Passage provided =
#####
CIUDAD JUAREZ, Mexico — As of Tuesday, Ciudad Juarez accounts for 4,288 of Chihuahua state's 7,707 confirmed cases of Covid-19 and 648 of its 885 deaths.

"We insist that the measures must be redoubled, because we are in a new reality that will not end soon," proclaimed Leticia Ruiz, the deputy director of Chihuahua's Ministry of Health.

He said both case and death figures have increased significantly over the past week.

Across all of Mexico, the government has reported nearly 400,000 infections and more than 44,000 fatalities, both considered significant under-counts due to a lack of widespread testing.

The rising virus casualties come as Mexican business owners are also trying to cling to life.

Their survival attempts are often unsuccessful in an economic recession profoundly deepened by the pandemic and with almost no assistance from the government.

Business owners report extending credit to clients while laying off workers, cutting their hours or reducing their salaries.

The National Small Business Alliance said Tuesday that more than 150,000 mostly small businesses have been forced to close amid the pandemic. Last week, the government’s statistical agency said that 92% of businesses of all sizes reported they hadn’t received any government support in April and May due to the pandemic, according to its most recent survey.
#####
Raw data =
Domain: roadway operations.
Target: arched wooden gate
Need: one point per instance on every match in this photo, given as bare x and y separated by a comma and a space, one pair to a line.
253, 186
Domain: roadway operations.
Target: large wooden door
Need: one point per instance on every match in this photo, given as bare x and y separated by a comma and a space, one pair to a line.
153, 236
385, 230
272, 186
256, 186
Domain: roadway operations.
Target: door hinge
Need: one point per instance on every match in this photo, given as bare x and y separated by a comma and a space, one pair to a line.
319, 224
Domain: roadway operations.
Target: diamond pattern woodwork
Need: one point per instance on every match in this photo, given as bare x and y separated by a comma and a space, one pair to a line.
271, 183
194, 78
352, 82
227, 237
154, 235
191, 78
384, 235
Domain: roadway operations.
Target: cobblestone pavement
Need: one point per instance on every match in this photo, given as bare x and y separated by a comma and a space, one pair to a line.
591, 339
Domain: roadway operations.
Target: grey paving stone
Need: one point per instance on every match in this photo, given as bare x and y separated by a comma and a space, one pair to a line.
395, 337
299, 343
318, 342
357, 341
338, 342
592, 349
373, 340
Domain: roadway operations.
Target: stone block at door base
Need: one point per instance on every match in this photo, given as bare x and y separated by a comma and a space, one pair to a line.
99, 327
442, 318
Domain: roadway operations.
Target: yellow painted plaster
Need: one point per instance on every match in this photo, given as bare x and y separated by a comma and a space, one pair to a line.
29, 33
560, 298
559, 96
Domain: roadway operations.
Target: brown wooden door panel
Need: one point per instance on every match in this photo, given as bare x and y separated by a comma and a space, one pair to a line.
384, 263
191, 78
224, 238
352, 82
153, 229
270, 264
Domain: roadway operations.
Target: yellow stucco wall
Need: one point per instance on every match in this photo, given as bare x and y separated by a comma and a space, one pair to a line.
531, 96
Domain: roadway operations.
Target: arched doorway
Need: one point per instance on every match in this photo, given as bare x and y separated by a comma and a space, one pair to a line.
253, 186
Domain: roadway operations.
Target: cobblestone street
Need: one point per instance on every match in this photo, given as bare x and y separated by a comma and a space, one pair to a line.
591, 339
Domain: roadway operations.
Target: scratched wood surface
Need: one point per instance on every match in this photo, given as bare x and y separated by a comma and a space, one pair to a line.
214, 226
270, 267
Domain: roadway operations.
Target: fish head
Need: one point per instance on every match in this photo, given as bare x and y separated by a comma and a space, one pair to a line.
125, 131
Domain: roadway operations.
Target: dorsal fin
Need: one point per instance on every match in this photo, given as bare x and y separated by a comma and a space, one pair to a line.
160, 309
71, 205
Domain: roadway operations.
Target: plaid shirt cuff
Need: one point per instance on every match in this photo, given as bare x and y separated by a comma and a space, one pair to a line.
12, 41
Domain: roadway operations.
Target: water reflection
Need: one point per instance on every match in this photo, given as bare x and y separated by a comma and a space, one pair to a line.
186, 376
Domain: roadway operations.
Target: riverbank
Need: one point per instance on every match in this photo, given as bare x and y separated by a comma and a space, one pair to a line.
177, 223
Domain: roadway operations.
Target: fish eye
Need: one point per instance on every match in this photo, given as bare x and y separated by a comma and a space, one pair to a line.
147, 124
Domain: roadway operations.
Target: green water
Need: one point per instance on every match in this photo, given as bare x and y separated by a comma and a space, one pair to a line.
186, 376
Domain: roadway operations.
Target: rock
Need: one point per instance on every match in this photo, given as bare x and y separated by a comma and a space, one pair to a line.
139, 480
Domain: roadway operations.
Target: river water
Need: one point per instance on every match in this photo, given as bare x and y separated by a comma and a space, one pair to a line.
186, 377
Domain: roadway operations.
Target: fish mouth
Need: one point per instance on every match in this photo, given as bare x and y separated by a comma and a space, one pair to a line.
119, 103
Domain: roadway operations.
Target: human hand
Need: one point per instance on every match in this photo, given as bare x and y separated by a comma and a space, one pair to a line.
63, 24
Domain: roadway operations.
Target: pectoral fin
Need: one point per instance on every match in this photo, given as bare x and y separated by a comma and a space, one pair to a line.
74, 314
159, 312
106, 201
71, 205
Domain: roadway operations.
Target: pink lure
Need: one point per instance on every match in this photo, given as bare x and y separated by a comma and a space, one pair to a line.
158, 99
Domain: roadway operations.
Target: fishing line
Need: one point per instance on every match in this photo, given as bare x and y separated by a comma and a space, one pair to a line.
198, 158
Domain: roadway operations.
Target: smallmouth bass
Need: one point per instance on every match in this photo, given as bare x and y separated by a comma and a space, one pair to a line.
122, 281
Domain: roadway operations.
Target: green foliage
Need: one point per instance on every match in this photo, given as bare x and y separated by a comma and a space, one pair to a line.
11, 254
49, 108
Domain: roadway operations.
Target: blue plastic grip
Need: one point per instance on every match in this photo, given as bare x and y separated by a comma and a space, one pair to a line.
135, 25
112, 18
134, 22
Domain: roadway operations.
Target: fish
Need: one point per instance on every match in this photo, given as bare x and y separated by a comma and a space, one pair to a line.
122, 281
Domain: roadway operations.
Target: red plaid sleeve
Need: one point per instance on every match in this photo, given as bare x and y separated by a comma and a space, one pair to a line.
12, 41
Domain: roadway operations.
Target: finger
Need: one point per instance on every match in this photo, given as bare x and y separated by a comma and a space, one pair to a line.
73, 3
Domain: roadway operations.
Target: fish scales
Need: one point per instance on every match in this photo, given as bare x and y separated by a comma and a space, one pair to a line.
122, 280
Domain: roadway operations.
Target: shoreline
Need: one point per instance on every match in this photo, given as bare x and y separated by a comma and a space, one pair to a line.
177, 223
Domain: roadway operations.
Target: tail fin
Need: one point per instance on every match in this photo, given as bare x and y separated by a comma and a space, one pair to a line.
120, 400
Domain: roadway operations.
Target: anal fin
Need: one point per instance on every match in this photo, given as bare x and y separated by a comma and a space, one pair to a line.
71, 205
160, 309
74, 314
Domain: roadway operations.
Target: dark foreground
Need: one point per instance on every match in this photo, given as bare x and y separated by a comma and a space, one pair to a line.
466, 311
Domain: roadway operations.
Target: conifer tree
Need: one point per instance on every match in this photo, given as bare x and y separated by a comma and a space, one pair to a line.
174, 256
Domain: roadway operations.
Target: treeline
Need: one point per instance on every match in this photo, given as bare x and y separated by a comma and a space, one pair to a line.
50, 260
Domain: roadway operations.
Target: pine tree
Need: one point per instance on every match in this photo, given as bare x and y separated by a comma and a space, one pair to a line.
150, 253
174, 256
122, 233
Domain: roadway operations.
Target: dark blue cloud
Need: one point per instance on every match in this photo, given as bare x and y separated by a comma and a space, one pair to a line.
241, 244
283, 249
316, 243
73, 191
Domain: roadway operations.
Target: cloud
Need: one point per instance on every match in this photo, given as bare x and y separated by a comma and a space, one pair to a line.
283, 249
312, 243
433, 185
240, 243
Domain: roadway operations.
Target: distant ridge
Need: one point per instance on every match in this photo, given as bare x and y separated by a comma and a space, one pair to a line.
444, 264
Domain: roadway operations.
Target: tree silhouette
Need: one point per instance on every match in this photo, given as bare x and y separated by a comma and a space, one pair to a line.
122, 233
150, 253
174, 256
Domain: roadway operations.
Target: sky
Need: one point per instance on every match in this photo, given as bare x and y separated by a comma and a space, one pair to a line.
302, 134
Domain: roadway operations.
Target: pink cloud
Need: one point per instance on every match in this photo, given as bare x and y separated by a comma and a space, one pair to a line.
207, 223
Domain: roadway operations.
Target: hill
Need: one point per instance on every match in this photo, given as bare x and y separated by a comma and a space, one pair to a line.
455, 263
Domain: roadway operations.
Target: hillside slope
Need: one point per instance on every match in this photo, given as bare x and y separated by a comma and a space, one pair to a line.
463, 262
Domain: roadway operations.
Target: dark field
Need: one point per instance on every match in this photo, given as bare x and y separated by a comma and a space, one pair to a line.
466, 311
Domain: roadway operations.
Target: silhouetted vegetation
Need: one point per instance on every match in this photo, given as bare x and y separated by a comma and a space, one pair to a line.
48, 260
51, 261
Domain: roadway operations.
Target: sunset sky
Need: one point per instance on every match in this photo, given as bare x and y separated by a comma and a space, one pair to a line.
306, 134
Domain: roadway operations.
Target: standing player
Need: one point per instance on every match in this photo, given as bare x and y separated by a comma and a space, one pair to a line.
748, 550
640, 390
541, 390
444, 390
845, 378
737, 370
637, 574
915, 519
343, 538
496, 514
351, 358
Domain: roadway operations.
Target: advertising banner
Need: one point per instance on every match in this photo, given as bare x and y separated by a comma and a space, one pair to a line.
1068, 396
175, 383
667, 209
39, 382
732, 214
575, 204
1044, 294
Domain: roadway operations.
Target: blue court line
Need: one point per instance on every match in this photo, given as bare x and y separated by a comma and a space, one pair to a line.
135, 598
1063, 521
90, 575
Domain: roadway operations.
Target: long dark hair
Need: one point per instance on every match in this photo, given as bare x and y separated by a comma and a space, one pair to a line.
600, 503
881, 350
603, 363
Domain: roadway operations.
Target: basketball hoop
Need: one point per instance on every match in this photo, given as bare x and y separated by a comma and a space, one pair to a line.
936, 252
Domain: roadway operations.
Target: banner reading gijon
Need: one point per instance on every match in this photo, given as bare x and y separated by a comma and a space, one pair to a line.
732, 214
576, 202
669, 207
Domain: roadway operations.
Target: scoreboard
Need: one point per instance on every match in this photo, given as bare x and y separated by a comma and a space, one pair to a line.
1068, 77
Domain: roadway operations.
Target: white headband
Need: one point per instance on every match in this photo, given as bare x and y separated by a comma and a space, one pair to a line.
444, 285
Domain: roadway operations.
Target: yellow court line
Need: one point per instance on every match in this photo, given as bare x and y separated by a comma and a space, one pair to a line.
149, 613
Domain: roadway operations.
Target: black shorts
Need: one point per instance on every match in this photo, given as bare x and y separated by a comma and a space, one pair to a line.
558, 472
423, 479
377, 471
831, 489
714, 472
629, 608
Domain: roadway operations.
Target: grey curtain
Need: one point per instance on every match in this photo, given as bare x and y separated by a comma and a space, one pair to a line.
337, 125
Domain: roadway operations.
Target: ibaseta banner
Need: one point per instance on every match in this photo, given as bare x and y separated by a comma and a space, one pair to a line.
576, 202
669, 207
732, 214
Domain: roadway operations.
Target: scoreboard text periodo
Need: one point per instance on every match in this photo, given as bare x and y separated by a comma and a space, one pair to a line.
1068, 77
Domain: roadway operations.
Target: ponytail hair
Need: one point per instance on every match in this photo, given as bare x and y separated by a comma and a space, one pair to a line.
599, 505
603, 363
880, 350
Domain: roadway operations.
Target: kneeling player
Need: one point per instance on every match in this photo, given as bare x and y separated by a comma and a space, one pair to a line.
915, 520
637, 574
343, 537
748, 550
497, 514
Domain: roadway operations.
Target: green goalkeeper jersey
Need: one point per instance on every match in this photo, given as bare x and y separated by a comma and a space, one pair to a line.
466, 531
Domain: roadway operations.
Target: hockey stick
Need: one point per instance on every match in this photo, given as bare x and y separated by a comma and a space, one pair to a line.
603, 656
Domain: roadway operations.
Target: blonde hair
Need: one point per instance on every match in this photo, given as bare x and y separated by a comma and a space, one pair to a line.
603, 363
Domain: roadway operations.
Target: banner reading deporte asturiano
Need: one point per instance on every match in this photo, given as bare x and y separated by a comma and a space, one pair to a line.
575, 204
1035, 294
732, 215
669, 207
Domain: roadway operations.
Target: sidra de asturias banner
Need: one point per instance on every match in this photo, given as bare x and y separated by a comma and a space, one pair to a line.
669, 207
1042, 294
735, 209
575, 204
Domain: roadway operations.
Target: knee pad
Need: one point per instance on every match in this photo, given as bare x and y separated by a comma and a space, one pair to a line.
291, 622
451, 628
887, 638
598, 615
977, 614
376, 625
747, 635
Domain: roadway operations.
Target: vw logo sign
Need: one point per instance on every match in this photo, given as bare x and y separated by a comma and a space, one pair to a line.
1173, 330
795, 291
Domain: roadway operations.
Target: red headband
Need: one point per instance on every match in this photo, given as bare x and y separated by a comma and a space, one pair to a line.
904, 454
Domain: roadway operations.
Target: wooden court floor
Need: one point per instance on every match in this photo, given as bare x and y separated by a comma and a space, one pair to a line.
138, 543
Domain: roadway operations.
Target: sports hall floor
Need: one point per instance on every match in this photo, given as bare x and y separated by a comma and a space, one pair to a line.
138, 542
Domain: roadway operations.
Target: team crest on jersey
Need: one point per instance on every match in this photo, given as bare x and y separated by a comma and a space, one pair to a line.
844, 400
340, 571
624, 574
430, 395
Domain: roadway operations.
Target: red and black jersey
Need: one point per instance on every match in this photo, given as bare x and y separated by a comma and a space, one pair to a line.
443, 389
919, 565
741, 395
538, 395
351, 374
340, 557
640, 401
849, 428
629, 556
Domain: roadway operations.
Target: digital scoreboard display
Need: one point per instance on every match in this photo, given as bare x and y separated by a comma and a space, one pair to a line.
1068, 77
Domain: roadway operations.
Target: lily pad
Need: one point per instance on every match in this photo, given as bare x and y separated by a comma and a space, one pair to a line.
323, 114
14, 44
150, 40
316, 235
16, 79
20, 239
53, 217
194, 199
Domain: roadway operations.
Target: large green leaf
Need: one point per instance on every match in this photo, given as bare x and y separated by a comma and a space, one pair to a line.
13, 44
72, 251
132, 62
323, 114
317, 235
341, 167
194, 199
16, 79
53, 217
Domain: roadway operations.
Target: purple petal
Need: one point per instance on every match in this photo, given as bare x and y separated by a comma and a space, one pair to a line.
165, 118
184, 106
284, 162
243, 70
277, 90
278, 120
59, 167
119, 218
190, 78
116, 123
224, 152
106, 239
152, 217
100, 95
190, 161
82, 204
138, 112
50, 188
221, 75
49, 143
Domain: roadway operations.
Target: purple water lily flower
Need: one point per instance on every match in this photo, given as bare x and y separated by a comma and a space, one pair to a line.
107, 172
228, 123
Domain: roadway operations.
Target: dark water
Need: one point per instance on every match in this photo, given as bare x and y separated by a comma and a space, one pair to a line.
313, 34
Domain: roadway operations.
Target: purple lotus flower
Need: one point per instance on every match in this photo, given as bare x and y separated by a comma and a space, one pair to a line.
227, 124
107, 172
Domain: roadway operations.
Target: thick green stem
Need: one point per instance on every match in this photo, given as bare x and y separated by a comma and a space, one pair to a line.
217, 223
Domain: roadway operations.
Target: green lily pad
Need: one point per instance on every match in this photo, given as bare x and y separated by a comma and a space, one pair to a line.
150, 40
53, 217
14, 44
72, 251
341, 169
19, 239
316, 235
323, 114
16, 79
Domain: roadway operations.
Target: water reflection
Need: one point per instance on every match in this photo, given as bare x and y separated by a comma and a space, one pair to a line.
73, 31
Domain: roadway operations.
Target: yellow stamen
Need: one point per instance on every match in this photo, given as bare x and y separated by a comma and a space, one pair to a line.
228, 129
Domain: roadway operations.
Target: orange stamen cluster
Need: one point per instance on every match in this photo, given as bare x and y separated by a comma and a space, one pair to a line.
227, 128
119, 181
#####
Required work =
From the Ciudad Juarez Covid-19 report, list every action that business owners report taking.

Response to this task =
- Extending credit to clients
- Laying off workers
- Cutting their hours
- Reducing their salaries